In the PowerInfer issue thread, take the part that opens with "Would you please" and closes with "in layer 0)". Write it out again, switching "DejaVu" to "the DejaVu method".

# SELECTED PASSAGE
= Beginning of Section =

SJTU-IPADS / PowerInfer

High-speed Large Language Model Serving on PCs with Consumer-grade GPUs
MIT License
7.96k stars 412 forks source link

Would you please kindly offer the data, codes, or settings for training the predictor? #124

Closed Raincleared-Song closed 10 months ago

Raincleared-Song commented 10 months ago

Prerequisites

Before submitting your question, please ensure the following:

Question Details

I'm trying to train the sparsity predictor by referring to DejaVu, but I have a strange finding. I generate the predictor training data on C4 by myself. For ReLULLaMA-7B, I train a predictor with higher recalls on C4 than that you provide in ReLULLaMA-7B-Predictor. (e.g., 0.94 v.s. 0.90 in layer 0)

However, when applying this predictor to PowerInfer, the efficiency is considerably lower than your ReLULLaMA-7B-Predictor. What is wrong with this? (The upper image is obtained by the predictor trained by myself. The lower image is obtained by ReLULLaMA-7B-Predictor.)

image image

It is also probably due to some mistakes I made. Therefore, I also attach the code for generating the training data (get_llama_data.py and hf_llama_module.py), and for training the predictor (main_mlp.py, run_c4_mlp.sh, trainer_mlp.py).

Looking forward to your response! Of course, the best solution is to open-source the data, codes, or just parameter settings for training ReLULLaMA-7B-Predictor.

= End of Section =

# DATA PROVIDED
= Beginning of Section =

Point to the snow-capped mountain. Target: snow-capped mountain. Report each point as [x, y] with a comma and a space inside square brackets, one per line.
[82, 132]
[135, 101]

= End of Section =

# RESPONSE TO THE EXERCISE
Would you please kindly offer the data, codes, or settings for training the predictor? #124

Closed Raincleared-Song closed 10 months ago

Raincleared-Song commented 10 months ago

Prerequisites

Before submitting your question, please ensure the following:

Question Details

I'm trying to train the sparsity predictor by referring to the DejaVu method, but I have a strange finding. I generate the predictor training data on C4 by myself. For ReLULLaMA-7B, I train a predictor with higher recalls on C4 than that you provide in ReLULLaMA-7B-Predictor. (e.g., 0.94 v.s. 0.90 in layer 0)